(Document extract)
►
Court's analysis in its De Wilde, Ooms and Versyp v. Belgium

judgment (5). Present-day conditions, however, have changed also in

this respect: all member States have long since accepted the Court's

jurisdiction, and - it may be added - con amore, even if, as is only

natural, they sometimes resent its decisions. This salutary evolution

has greatly enhanced the protection of human rights in Europe.

_______________

5. See paragraph 50 of its judgment of 18 June 1971 (Series A no. 12,

p. 29) where it said that "the rule of exhaustion of domestic remedies

delimits the area within which the Contracting States have agreed to

answer for wrongs alleged against them before the organs of the

Convention" and added that "the Court has to ensure the observance of

the provisions relating thereto just as of the individual rights and

freedoms guaranteed by the Convention and its Protocols", thereby

suggesting that the defence plea was as important to States as

fundamental rights to citizens. In paragraph 3.4 of my dissenting

opinion referred to in note 1 I have already critically commented on

this passage.

_______________

Against this background I find it open to doubt whether the

rule of exhaustion of domestic remedies still quite fits into the

system because the rule thwarts the Court's power to do justice in

those cases of violation of human rights where the victim has not

enjoyed proper legal assistance in the domestic sphere.

6. Admittedly, the Court has sought to minimise this wretched

effect of the rule by accepting that its requirements are met where the

complaint raised before the Convention organs has been pleaded before

the national courts "at least in substance".

That is, however, but a poor palliative. Firstly, because the

notion "in substance" is so vague as to leave ample room for

differences of opinion, as is illustrated by the Cardot case as well

as by the present case. Secondly, because it does not help in those

cases where even the most considerate interpretation of the pleadings

before the domestic courts does not allow the conclusion that there the

applicant has raised "at least in substance" the complaints he now

raises before the Convention organs. Yet, the Court has adamantly

refused to go further. It notably has refused to accept that the

requirements of the rule must be deemed to be met if: (a) applications

have been made to the appropriate domestic courts and use has been made

of remedies designed to challenge decisions already given and (b) those

courts were able, or even obliged, to examine the case of their own

motion under the Convention (6).
◄
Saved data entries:
►
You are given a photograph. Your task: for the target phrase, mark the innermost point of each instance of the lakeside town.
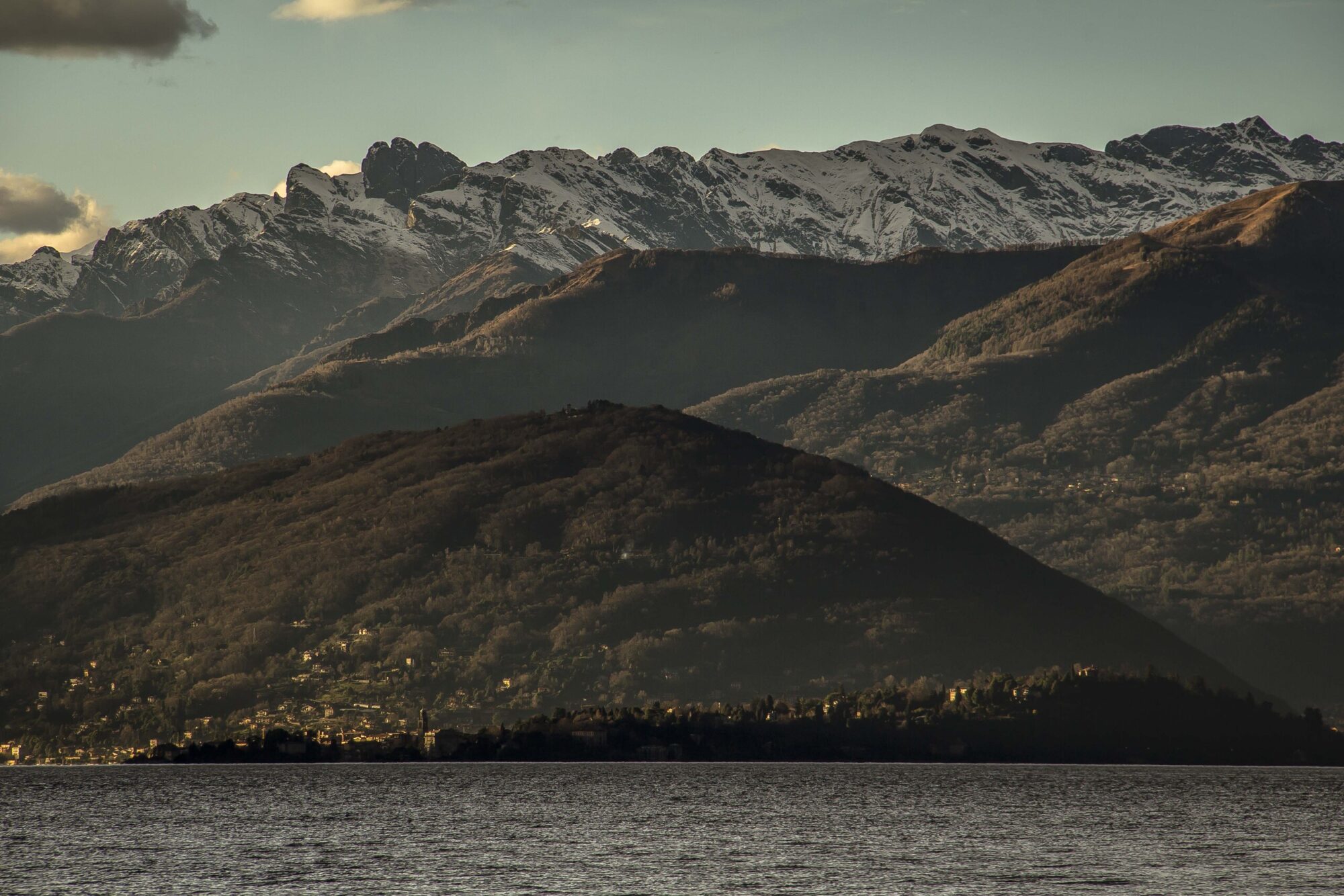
(1076, 715)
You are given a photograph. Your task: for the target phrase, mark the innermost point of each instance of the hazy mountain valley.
(971, 319)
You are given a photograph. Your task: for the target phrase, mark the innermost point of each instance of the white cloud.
(91, 225)
(333, 169)
(334, 10)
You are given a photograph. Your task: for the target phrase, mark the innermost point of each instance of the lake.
(671, 830)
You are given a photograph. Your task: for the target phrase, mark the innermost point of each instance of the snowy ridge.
(417, 216)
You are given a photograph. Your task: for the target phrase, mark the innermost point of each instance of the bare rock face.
(557, 208)
(403, 171)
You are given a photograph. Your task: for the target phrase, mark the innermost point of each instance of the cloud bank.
(41, 216)
(146, 29)
(334, 10)
(333, 169)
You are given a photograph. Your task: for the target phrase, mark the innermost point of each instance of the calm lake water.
(671, 830)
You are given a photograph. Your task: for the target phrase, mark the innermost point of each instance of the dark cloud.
(30, 206)
(147, 29)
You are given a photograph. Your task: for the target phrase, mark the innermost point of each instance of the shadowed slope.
(662, 326)
(612, 554)
(1127, 421)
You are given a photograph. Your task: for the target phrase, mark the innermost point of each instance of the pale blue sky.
(485, 79)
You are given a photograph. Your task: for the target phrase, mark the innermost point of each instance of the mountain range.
(976, 320)
(866, 201)
(501, 568)
(1162, 418)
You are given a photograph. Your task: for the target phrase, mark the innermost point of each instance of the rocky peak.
(401, 171)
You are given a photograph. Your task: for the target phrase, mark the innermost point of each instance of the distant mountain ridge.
◄
(Exercises to complete)
1. Why does the extract on the exhaustion of domestic remedies call the "at least in substance" approach a poor palliative? Answer in one to three sentences.
2. Turn the rows into a JSON list of strings, one string per line, leaving out blank lines, starting with the line that contains "the cloud bank." and going on through the last row.

(Responses)
1. First, the notion "in substance" is so vague that it leaves ample room for differences of opinion, as the Cardot case and the present case show. Second, it does not help where even the most considerate reading of the pleadings before the domestic courts does not show that the applicant raised his present complaints "at least in substance."

2.
[
  "You are given a photograph. Your task: for the target phrase, mark the innermost point of each instance of the cloud bank.",
  "(41, 216)",
  "(146, 29)",
  "(334, 10)",
  "(333, 169)",
  "You are given a photograph. Your task: for the target phrase, mark the innermost point of each instance of the calm lake water.",
  "(671, 830)",
  "You are given a photograph. Your task: for the target phrase, mark the innermost point of each instance of the dark cloud.",
  "(30, 206)",
  "(147, 29)",
  "You are given a photograph. Your task: for the target phrase, mark the innermost point of each instance of the shadowed slope.",
  "(662, 326)",
  "(612, 554)",
  "(1127, 421)",
  "You are given a photograph. Your task: for the target phrase, mark the innermost point of each instance of the pale blue sky.",
  "(485, 79)",
  "You are given a photograph. Your task: for the target phrase, mark the innermost point of each instance of the mountain range.",
  "(976, 320)",
  "(866, 201)",
  "(501, 568)",
  "(1162, 418)",
  "You are given a photograph. Your task: for the target phrase, mark the innermost point of each instance of the rocky peak.",
  "(401, 171)",
  "You are given a photograph. Your task: for the target phrase, mark the innermost point of each instance of the distant mountain ridge."
]